GOAL = Can the data below be echoed back word for word?

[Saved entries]

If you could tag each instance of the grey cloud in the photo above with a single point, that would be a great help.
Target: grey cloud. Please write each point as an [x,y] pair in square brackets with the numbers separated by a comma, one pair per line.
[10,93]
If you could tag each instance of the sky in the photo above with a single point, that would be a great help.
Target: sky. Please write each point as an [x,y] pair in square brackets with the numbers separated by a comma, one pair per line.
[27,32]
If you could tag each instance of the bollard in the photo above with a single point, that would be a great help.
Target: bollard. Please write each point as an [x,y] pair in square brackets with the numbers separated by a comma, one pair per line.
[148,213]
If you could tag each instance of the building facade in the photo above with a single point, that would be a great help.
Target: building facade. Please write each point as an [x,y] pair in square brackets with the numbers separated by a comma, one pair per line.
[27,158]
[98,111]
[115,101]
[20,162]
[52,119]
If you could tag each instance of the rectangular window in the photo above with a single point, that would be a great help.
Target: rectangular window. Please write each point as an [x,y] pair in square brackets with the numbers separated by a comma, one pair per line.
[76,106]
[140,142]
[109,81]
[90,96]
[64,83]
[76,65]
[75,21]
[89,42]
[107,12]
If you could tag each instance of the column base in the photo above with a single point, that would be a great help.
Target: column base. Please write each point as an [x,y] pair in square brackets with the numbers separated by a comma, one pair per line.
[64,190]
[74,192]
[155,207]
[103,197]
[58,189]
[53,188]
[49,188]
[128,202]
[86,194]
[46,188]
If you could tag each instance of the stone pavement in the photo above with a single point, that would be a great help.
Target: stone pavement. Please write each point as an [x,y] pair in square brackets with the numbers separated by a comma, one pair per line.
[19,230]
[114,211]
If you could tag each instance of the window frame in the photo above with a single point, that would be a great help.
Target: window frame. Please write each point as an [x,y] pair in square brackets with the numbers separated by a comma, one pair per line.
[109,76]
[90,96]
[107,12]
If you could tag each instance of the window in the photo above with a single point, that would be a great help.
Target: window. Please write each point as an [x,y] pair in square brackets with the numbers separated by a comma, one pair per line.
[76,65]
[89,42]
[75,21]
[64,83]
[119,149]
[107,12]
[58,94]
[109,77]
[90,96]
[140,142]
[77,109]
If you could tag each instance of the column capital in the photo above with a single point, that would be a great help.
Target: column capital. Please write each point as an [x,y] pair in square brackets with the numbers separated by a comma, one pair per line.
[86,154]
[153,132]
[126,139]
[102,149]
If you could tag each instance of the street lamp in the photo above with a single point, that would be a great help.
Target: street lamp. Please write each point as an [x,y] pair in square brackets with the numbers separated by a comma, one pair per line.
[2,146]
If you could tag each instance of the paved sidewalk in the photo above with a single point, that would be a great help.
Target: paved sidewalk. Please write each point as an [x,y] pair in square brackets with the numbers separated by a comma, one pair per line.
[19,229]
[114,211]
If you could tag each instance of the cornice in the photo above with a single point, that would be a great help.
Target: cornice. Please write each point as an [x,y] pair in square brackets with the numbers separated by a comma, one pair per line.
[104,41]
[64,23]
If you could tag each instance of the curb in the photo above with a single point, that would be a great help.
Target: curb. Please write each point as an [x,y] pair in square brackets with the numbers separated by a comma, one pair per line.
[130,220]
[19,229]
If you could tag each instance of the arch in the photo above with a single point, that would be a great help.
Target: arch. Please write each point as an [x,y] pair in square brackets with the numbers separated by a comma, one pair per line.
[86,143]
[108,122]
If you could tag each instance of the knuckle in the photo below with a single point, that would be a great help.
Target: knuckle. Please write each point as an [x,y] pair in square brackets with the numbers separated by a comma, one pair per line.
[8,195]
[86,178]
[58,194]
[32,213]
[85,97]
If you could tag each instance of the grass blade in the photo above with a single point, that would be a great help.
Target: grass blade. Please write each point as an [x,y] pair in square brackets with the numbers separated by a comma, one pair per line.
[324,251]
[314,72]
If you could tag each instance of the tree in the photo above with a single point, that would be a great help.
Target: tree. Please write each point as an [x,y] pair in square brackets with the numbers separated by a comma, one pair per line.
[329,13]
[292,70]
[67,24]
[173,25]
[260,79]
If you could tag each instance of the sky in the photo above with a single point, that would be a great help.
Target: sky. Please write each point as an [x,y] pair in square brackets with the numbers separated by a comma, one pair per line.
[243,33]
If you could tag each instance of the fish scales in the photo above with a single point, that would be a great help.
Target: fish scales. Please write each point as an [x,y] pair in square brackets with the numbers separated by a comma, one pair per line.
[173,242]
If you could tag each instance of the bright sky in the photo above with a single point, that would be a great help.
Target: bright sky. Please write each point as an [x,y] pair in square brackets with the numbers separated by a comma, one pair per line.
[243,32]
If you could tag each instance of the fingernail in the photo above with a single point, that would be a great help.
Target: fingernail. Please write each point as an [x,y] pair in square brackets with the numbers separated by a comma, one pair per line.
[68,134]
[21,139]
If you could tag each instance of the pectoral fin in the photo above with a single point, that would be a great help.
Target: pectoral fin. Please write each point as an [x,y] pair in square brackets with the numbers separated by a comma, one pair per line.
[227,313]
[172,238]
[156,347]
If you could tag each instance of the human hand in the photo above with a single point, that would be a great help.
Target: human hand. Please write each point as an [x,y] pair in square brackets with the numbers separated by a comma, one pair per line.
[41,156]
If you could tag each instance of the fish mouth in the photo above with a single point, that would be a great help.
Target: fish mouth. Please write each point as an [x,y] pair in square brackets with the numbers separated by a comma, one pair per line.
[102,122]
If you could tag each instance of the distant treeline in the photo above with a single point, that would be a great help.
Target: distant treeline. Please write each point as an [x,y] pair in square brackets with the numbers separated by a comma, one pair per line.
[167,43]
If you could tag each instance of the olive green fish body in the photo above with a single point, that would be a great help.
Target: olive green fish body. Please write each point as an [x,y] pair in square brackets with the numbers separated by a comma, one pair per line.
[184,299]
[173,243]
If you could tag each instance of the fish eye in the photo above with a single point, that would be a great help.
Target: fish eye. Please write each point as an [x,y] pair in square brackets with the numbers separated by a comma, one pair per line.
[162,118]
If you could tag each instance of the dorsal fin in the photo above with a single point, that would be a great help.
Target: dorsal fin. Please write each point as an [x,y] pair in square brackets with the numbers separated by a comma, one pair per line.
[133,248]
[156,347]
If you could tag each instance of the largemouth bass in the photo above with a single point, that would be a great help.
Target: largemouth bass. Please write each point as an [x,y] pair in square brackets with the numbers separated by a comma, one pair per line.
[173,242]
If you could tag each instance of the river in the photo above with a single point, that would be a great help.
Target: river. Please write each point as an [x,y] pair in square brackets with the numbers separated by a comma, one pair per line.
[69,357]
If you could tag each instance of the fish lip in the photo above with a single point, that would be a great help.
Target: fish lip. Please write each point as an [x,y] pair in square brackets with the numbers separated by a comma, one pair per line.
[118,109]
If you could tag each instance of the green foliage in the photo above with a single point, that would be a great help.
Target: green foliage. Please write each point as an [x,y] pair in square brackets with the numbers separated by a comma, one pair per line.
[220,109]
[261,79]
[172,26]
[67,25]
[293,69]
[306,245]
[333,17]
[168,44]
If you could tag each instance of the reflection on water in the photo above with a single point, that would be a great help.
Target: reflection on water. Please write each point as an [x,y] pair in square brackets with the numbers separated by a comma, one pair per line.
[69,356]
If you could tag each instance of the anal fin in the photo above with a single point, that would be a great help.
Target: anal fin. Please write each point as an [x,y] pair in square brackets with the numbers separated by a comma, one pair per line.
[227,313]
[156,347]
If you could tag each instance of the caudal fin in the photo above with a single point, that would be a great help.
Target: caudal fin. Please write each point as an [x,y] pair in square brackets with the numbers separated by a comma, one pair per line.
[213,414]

FULL OUTPUT =
If you could tag each instance of the grey cloud in the photo above with a single point, that would be a great help.
Target: grey cloud. Please write each point as an [x,y] pair in square brackets with the numbers separated by a comma, one pair per line.
[10,93]
If you could tag each instance of the sky in the photo above with a single point, that would be a great help.
Target: sky. Please write each point as an [x,y] pair in square brackets with the numbers separated by a comma, one pair per line.
[27,32]
If you could tag each instance of the bollard in the photo above with a single point, that would be a great help.
Target: bollard. Please write each point as an [x,y] pair in square brackets with the numbers separated by a comma, one pair per line.
[148,213]
If you could tag each instance of the building facade in the photo above with a single point, that would be a great help.
Target: building facade. Please write each point as an [x,y] pair in square brackets with the numbers separated by a comma, one pair per line.
[27,158]
[98,111]
[115,101]
[20,162]
[52,119]
If you could tag each instance of the rectangular window in the photo above with a single point, that would be a great help.
Target: rectangular window. Please write each point as an [x,y] pair in square brackets with the numbers separated by a comma, one pair per line.
[76,106]
[140,142]
[109,81]
[90,96]
[64,83]
[76,65]
[75,21]
[89,42]
[107,12]
If you could tag each instance of the column base in the photo above with a single point, that would be a great help.
Target: column base. Please write each point as an [x,y] pair in square brackets with the numbers separated by a comma, one pair per line.
[64,190]
[74,192]
[155,207]
[103,197]
[58,189]
[53,188]
[49,188]
[128,202]
[86,194]
[46,188]
If you could tag each instance of the stone pavement in the photo above with a single point, that would be a great help.
Target: stone pavement. Please write each point as an [x,y] pair in square brackets with the numbers separated by a comma, one pair per line.
[19,230]
[114,211]
If you could tag each instance of the window frame in the photo above with a single point, that would be a great help.
Target: window frame. Please write each point as an [x,y] pair in square brackets with the numbers separated by a comma, one pair per line.
[109,76]
[90,96]
[107,12]
If you could tag each instance of the window in the photo above with a single point, that would be a great help.
Target: window. Please write each point as an [x,y] pair in square brackets with the numbers separated by a comma, one pair per line.
[76,65]
[89,42]
[75,21]
[64,83]
[119,149]
[107,12]
[58,94]
[109,77]
[90,96]
[140,142]
[77,109]
If you could tag each instance of the column capital in the photo above with a single point, that would be a great help.
Target: column capital. Please write each point as an [x,y] pair in square brackets with the numbers separated by a comma, one pair per line.
[86,154]
[153,132]
[126,139]
[102,149]
If you could tag each instance of the street lamp in the photo above with a single point, that would be a great help.
Target: street lamp. Please write each point as an [x,y] pair in square brackets with the numbers separated by a comma, one pair per line.
[2,146]
If you could tag each instance of the paved sidewalk in the photo above with a single point, that would be a great help.
Target: paved sidewalk. Please write each point as an [x,y] pair in square brackets with the numbers separated by a comma, one pair per line.
[19,229]
[114,211]
If you could tag each instance of the cornice in the photo above with a single point, that would be a great help.
Target: cornice. Please write each point as an [x,y] pair in square brackets with the numbers separated by a comma, one pair per line.
[104,41]
[64,23]
If you could tag each instance of the curb in the photo above with a single point, that would be a great help.
Target: curb. Please write each point as an [x,y] pair in square brackets with the numbers separated by a comma, one pair per line.
[130,220]
[19,229]
If you could tag each instance of the arch in the photo above with a single point, that would be a great help.
Target: arch. Please write each point as an [x,y] pair in square brackets with the numbers separated by a comma, one pair per line.
[86,143]
[108,122]
If you could tag each instance of the knuckle in the photo below with a single point, that would be a great help.
Target: knuckle. Please write each point as an [x,y] pair in square brackets with the numbers separated by a comma, one pair per line.
[8,195]
[86,178]
[58,194]
[32,213]
[85,97]
If you could tag each instance of the grass blade in the photo above with a single point, that would be a great help.
Target: grass blade. Please write each point as an [x,y] pair in square brackets with the numbers separated by a comma, one pair per line.
[324,251]
[314,72]
If you could tag each instance of the tree in the photo above with a single point, that would be a great help.
Target: tree. Please write each point as an [x,y] pair in square brackets with the numbers separated by a comma, one pair per line.
[329,13]
[292,70]
[67,24]
[173,25]
[260,79]
If you could tag each instance of the sky in the photo above with a single point, that would be a great help.
Target: sky. Please write each point as an [x,y] pair in square brackets with the numbers separated by a comma, one pair per line.
[243,33]
If you could tag each instance of the fish scales in the photo above with a single point, that would be a great help.
Target: fish scales. Please write each point as an [x,y] pair in square brackets with the numbers separated by a comma, one pair per line.
[173,242]
If you could tag each instance of the bright sky in the photo above with a single point, that would be a great help.
Target: bright sky. Please write each point as an [x,y] pair in square brackets with the numbers separated by a comma, one pair per line.
[243,32]
If you could tag each instance of the fingernail in the photo above with a single point, that would be a great help.
Target: fingernail. Please write each point as an [x,y] pair in square brackets with the numbers separated by a comma, one pair per line.
[68,134]
[21,139]
If you could tag each instance of the pectoral fin in the photo above with a single point, that would be a great help.
Target: pectoral fin. Please write each point as an [x,y] pair in square brackets with the numbers separated by a comma, one pair per line.
[227,313]
[172,238]
[156,347]
If you could tag each instance of the human hand in the photo above with a single point, that would be a great help.
Target: human hand. Please write each point as an [x,y] pair in square brackets with the numbers separated by a comma, one pair per line.
[41,156]
If you could tag each instance of the fish mouth in the photo above with a single point, that would be a great help.
Target: fish mouth. Please write each point as an [x,y] pair in square brackets with the numbers separated by a comma, one pair per line.
[102,122]
If you could tag each instance of the distant treeline in the photo above with a single point, that would be a great help.
Target: distant treeline. Please write each point as an [x,y] pair in square brackets with the numbers separated by a comma, one pair per line.
[167,43]
If you could tag each instance of the olive green fish body in the photo above with a single point, that would be a great help.
Target: olive green fish body. Please write each point as an [x,y] pair in square brackets with the numbers separated by a comma, one pair per line.
[184,299]
[173,243]
If you could tag each instance of the fish eye in the photo above with a single point, that would be a great help.
Target: fish eye. Please write each point as an [x,y] pair in square brackets with the numbers separated by a comma, one pair per line.
[162,118]
If you could tag each instance of the dorsal fin in the photo above with a single point, that would be a great help.
Target: dorsal fin. Please write each point as an [x,y] pair in square brackets with the numbers separated by a comma, one pair per line.
[133,248]
[156,347]
If you could tag each instance of the largemouth bass in the photo above with a single point, that would be a great help.
Target: largemouth bass. Please write each point as an [x,y] pair in square brackets with the numbers separated by a comma, one pair per line.
[173,242]
If you could tag each instance of the river in the photo above with a single point, that would be a great help.
Target: river. Please write each point as an [x,y] pair in square brackets with the numbers separated by a comma, one pair per line.
[69,357]
If you could tag each instance of the fish lip in the photo above with a single point, that would be a great help.
Target: fish lip. Please write each point as an [x,y] pair in square brackets with the numbers separated by a comma, one pair per line.
[118,109]
If you could tag each instance of the green foliage in the photo above with a single point, that would be a great help.
Target: green foliage. Please write each point as an [x,y] pair in square brackets with the numbers separated by a comma, one pair per line.
[220,109]
[261,79]
[172,26]
[67,25]
[293,69]
[306,245]
[333,17]
[168,44]
If you could tag each instance of the reflection on water in the photo above with a single point, that would be a great help.
Target: reflection on water. Please write each point as an [x,y] pair in square brackets with the numbers separated by a comma, one pair per line.
[69,356]
If you could tag each instance of the anal fin in the photo above with a single point, that would be a great help.
Target: anal fin. Please write each point as an [x,y] pair in square brackets with the numbers separated by a comma, one pair per line.
[227,313]
[156,347]
If you could tag each instance of the caudal fin in the photo above with a single point, that would be a great help.
Target: caudal fin. Please write each point as an [x,y] pair in square brackets with the numbers separated by a comma, one pair per line.
[213,414]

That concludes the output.